Razoável, portanto, examinar os melhores recursos e burlar as requisições do romano dominador. A fração do povo eleito, que se aglomerava na cidade de David, lia os textos sagrados, recitava salmos e tomava apressado conselho aos livros da sabedoria; entretanto, não considerava pecado matar o tempo em disputas e conversações infindáveis ou enganar o próximo com a elegância possível.

Por essa razão, Senhor, quem gastaria alguns minutos para advogar proteção a Maria e José? Eles traziam a sinceridade dos que andam contigo, falavam de visitas de anjos, de vozes do céu, e o mundo palestinense estava absorvido no apego fanático aos bens imediatos. Comentavam-se, apaixonadamente, as listas e informações alusivas a rebanhos e fazendas. Às narrações do sonho de José ou da experiência de Zacarias, prefeririam noticiário referente à produção de farinha ou ao rendimento de pomares...

Todavia, para entregar à Humanidade a divina mensagem de que te fizeste o Depositário Fiel, não te feriste ao choque da indiferença. Começaste, assim mesmo na manjedoura humilde; o apostolado de bênçãos eternas. O Evangelho iniciou a primeira página viva da revelação nova na estrebaria singela. A Natureza foi o primeiro marco de tua batalha multissecular da luz contra as trevas.

E enquanto prossegues, conquistando, palmo a palmo, o espírito do mundo, os homens continuam fazendo estatísticas inumeráveis...

Aos censos de Otávio, seguiram-se os de Tibério, aos de Tibério sucederam-se arrolamentos de outros dominadores. Depois do poderio romano fragmentado, outras organizações autoritárias apareceram não menos tirânicas. Dilataram-se os serviços censitários, em toda à parte.

As nações modernas não fazem outra coisa além da extensão do poder, melhorando a estatística que lhes diz respeito.

Segmento de dados:
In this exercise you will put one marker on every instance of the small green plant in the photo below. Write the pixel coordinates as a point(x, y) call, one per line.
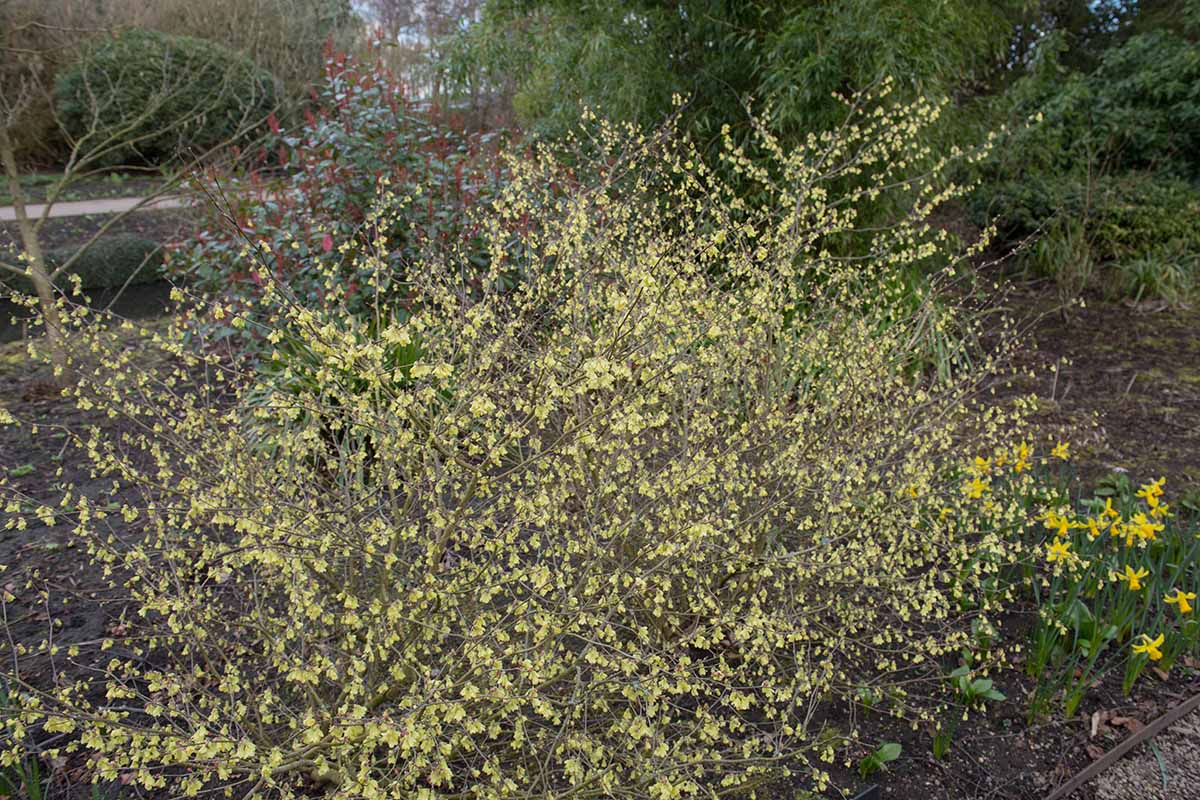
point(969, 692)
point(883, 755)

Tarefas a realizar:
• A. Resuma em duas frases o trecho sobre a manjedoura e os censos.
• B. Edite o trecho sobre a manjedoura e os censos entre "E enquanto prossegues, conquistando, palmo" e "lhes diz respeito.", inclusive, substituindo "poderio" por "império".
• C. Retome o trecho sobre a manjedoura e os censos a partir do ponto em que ele termina.

Respostas do exercício:
• A. Na cidade de David, o povo eleito lia os textos sagrados, mas matava o tempo em disputas e preferia notícias sobre rebanhos, fazendas e farinha às narrações do sonho de José ou da experiência de Zacarias. Ainda assim, o apostolado divino começou na manjedoura humilde, enquanto os homens seguiram fazendo estatísticas, dos censos de Otávio e Tibério até as nações modernas.

• B.
E enquanto prossegues, conquistando, palmo a palmo, o espírito do mundo, os homens continuam fazendo estatísticas inumeráveis...

Aos censos de Otávio, seguiram-se os de Tibério, aos de Tibério sucederam-se arrolamentos de outros dominadores. Depois do império romano fragmentado, outras organizações autoritárias apareceram não menos tirânicas. Dilataram-se os serviços censitários, em toda à parte.

As nações modernas não fazem outra coisa além da extensão do poder, melhorando a estatística que lhes diz respeito.

• C.
Inventariavam-se, na antiga Judeia, ovelhas e jumentos, camelos e bois. Hoje, porém, Jesus, o arrolamento é muito mais importante. Com o aperfeiçoamento da guerra, o censo é vital nas decisões administrativas. Antes da carnificina, arregimentam-se estatísticas de canhões, tanques e navios, aviões, metralhadoras e fuzis. Enumeram-se homens, por cabeça, no serviço preparatório dos massacres e, em seguida, anotam-se feridos e mutilados. Isso, nas vanguardas de sangue, porque, na retaguarda, o inventário dos grandes e pequenos negócios é talvez mais ativo.Há, corridas de armamentos e bancos, valorização e desvalorização de bens móveis e imóveis, câmbio claro e câmbio escuro, concorrência leal e desleal, mercado honesto e clandestino, tudo de acordo com as estatísticas prévias que autorizam providências administrativas e regem o mecanismo da troca.

Nós sabemos que não condenas o ato de contar. Aconselhaste-nos nesse sentido, recomendando que ninguém deve abalançar-se a qualquer construção, antes de contas rigorosas, a fim de que a obra não permaneça inacabada. Entretanto, estamos entediados de tanto recenseamento para a morte, porque, em verdade, nunca esteve a casa dos, homens tão rica e tão pobre, tão, faiscante de esplendores e tão mergulhada nas trevas, tão venturosa e tão infeliz, como agora.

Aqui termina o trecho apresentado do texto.